** Begin **
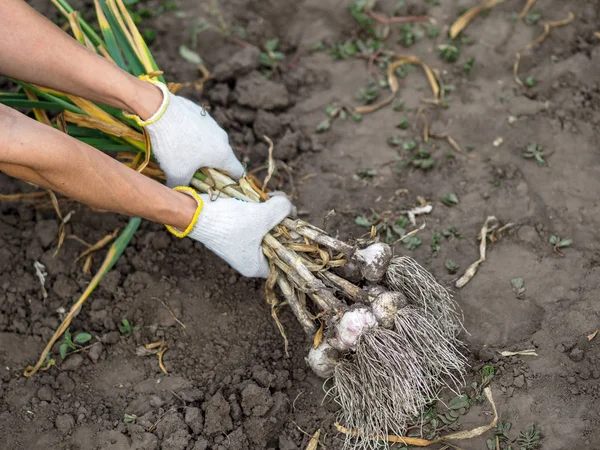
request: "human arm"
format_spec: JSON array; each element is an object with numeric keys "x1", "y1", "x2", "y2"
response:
[
  {"x1": 0, "y1": 0, "x2": 244, "y2": 187},
  {"x1": 0, "y1": 105, "x2": 196, "y2": 229},
  {"x1": 0, "y1": 105, "x2": 291, "y2": 278}
]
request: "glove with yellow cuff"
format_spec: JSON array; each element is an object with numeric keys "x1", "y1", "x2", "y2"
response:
[
  {"x1": 167, "y1": 186, "x2": 292, "y2": 278},
  {"x1": 126, "y1": 81, "x2": 244, "y2": 187}
]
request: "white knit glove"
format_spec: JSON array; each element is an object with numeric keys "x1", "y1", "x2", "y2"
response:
[
  {"x1": 188, "y1": 195, "x2": 292, "y2": 278},
  {"x1": 134, "y1": 82, "x2": 244, "y2": 187}
]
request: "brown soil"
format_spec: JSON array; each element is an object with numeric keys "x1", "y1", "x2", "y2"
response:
[{"x1": 0, "y1": 0, "x2": 600, "y2": 450}]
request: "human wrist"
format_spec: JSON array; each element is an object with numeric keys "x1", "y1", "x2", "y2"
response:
[
  {"x1": 165, "y1": 190, "x2": 198, "y2": 230},
  {"x1": 124, "y1": 77, "x2": 164, "y2": 120}
]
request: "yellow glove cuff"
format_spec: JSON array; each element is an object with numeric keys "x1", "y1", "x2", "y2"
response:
[
  {"x1": 123, "y1": 75, "x2": 171, "y2": 127},
  {"x1": 165, "y1": 186, "x2": 204, "y2": 238}
]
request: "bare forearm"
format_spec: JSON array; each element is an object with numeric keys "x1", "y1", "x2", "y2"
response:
[
  {"x1": 0, "y1": 0, "x2": 162, "y2": 119},
  {"x1": 0, "y1": 105, "x2": 196, "y2": 229}
]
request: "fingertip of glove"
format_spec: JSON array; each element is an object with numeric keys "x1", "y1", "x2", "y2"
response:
[{"x1": 266, "y1": 195, "x2": 292, "y2": 215}]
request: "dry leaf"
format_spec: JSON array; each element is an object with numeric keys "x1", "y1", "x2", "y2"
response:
[
  {"x1": 306, "y1": 428, "x2": 321, "y2": 450},
  {"x1": 456, "y1": 216, "x2": 498, "y2": 289},
  {"x1": 313, "y1": 322, "x2": 325, "y2": 348},
  {"x1": 450, "y1": 0, "x2": 505, "y2": 39},
  {"x1": 335, "y1": 386, "x2": 498, "y2": 447},
  {"x1": 498, "y1": 348, "x2": 539, "y2": 356}
]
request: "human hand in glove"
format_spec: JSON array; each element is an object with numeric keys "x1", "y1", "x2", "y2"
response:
[
  {"x1": 127, "y1": 82, "x2": 244, "y2": 187},
  {"x1": 167, "y1": 187, "x2": 292, "y2": 278}
]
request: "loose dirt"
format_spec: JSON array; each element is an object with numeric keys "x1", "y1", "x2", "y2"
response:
[{"x1": 0, "y1": 0, "x2": 600, "y2": 450}]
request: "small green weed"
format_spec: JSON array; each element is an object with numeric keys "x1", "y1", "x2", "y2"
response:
[
  {"x1": 402, "y1": 234, "x2": 423, "y2": 250},
  {"x1": 58, "y1": 328, "x2": 92, "y2": 360},
  {"x1": 425, "y1": 25, "x2": 440, "y2": 39},
  {"x1": 398, "y1": 23, "x2": 423, "y2": 47},
  {"x1": 402, "y1": 139, "x2": 417, "y2": 152},
  {"x1": 463, "y1": 58, "x2": 475, "y2": 73},
  {"x1": 510, "y1": 278, "x2": 525, "y2": 298},
  {"x1": 396, "y1": 119, "x2": 408, "y2": 130},
  {"x1": 119, "y1": 318, "x2": 140, "y2": 336},
  {"x1": 394, "y1": 99, "x2": 404, "y2": 112},
  {"x1": 525, "y1": 76, "x2": 537, "y2": 88},
  {"x1": 548, "y1": 235, "x2": 573, "y2": 256},
  {"x1": 442, "y1": 225, "x2": 462, "y2": 239},
  {"x1": 442, "y1": 192, "x2": 458, "y2": 206},
  {"x1": 431, "y1": 231, "x2": 442, "y2": 253},
  {"x1": 356, "y1": 80, "x2": 379, "y2": 105},
  {"x1": 387, "y1": 136, "x2": 403, "y2": 147},
  {"x1": 517, "y1": 425, "x2": 540, "y2": 450},
  {"x1": 523, "y1": 143, "x2": 546, "y2": 166},
  {"x1": 438, "y1": 44, "x2": 460, "y2": 63},
  {"x1": 356, "y1": 167, "x2": 377, "y2": 181},
  {"x1": 444, "y1": 260, "x2": 460, "y2": 275},
  {"x1": 259, "y1": 38, "x2": 285, "y2": 77},
  {"x1": 525, "y1": 11, "x2": 542, "y2": 25}
]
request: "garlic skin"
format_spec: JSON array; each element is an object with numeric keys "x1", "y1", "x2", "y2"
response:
[
  {"x1": 305, "y1": 341, "x2": 339, "y2": 378},
  {"x1": 364, "y1": 284, "x2": 387, "y2": 303},
  {"x1": 330, "y1": 306, "x2": 377, "y2": 351},
  {"x1": 354, "y1": 242, "x2": 392, "y2": 282},
  {"x1": 371, "y1": 291, "x2": 408, "y2": 329}
]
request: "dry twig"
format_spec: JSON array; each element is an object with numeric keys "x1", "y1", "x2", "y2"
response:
[{"x1": 513, "y1": 12, "x2": 575, "y2": 87}]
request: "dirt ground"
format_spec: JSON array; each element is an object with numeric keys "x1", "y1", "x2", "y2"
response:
[{"x1": 0, "y1": 0, "x2": 600, "y2": 450}]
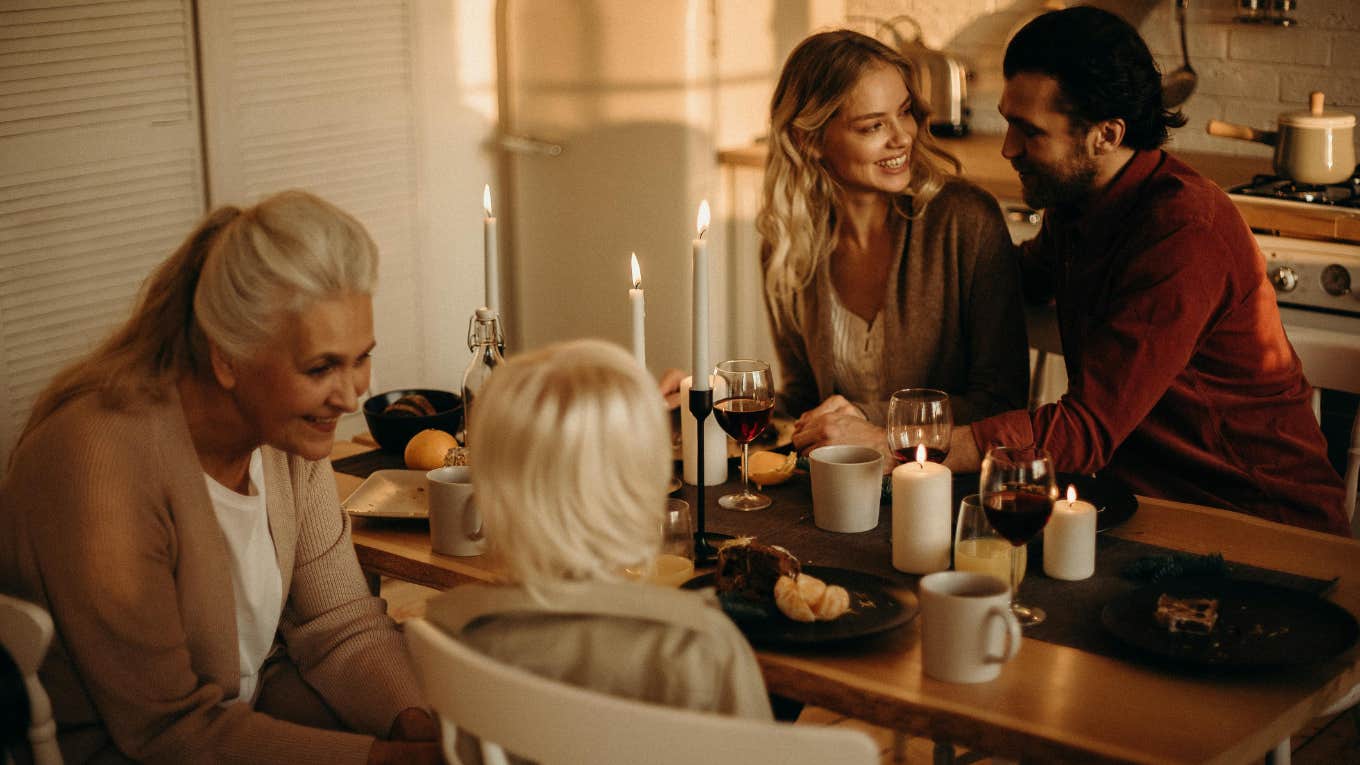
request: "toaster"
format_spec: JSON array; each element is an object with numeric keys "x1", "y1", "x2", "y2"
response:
[{"x1": 902, "y1": 41, "x2": 971, "y2": 137}]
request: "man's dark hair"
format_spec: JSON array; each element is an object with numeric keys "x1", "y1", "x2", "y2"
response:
[{"x1": 1002, "y1": 5, "x2": 1186, "y2": 148}]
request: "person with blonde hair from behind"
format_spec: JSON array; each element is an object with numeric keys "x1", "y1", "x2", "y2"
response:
[
  {"x1": 0, "y1": 191, "x2": 442, "y2": 765},
  {"x1": 426, "y1": 340, "x2": 771, "y2": 757},
  {"x1": 756, "y1": 30, "x2": 1028, "y2": 457}
]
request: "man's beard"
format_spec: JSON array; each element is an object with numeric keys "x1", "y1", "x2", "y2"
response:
[{"x1": 1012, "y1": 154, "x2": 1096, "y2": 210}]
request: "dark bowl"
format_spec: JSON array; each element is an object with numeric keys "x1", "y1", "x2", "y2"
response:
[{"x1": 363, "y1": 388, "x2": 462, "y2": 455}]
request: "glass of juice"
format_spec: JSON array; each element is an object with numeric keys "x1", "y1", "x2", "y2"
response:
[
  {"x1": 953, "y1": 494, "x2": 1025, "y2": 585},
  {"x1": 647, "y1": 500, "x2": 694, "y2": 587},
  {"x1": 978, "y1": 445, "x2": 1058, "y2": 626}
]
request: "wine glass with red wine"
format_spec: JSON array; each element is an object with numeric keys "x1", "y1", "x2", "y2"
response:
[
  {"x1": 713, "y1": 358, "x2": 774, "y2": 510},
  {"x1": 888, "y1": 388, "x2": 953, "y2": 463},
  {"x1": 978, "y1": 446, "x2": 1058, "y2": 626}
]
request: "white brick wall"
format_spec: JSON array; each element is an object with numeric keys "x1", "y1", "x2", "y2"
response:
[{"x1": 845, "y1": 0, "x2": 1360, "y2": 166}]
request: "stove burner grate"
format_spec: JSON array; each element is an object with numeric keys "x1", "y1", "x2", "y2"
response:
[{"x1": 1228, "y1": 166, "x2": 1360, "y2": 208}]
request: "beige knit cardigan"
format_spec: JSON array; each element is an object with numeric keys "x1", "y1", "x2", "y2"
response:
[
  {"x1": 767, "y1": 178, "x2": 1030, "y2": 425},
  {"x1": 0, "y1": 392, "x2": 423, "y2": 765}
]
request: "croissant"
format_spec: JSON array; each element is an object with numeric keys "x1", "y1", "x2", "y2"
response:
[
  {"x1": 774, "y1": 573, "x2": 850, "y2": 622},
  {"x1": 774, "y1": 576, "x2": 817, "y2": 622}
]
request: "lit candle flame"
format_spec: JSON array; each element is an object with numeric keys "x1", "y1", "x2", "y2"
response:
[{"x1": 695, "y1": 199, "x2": 713, "y2": 240}]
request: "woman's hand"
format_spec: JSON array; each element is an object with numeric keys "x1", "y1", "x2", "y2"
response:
[
  {"x1": 369, "y1": 740, "x2": 445, "y2": 765},
  {"x1": 388, "y1": 706, "x2": 439, "y2": 740},
  {"x1": 793, "y1": 393, "x2": 865, "y2": 434},
  {"x1": 793, "y1": 396, "x2": 895, "y2": 470}
]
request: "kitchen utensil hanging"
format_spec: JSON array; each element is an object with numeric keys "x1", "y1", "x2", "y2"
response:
[{"x1": 1161, "y1": 0, "x2": 1200, "y2": 109}]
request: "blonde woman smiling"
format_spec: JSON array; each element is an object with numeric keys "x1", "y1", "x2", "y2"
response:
[
  {"x1": 756, "y1": 30, "x2": 1028, "y2": 454},
  {"x1": 0, "y1": 192, "x2": 442, "y2": 765}
]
** End **
* Work required *
Count the lines in the records above that contain the string "white", with case counting. Give only the number.

* Task response *
2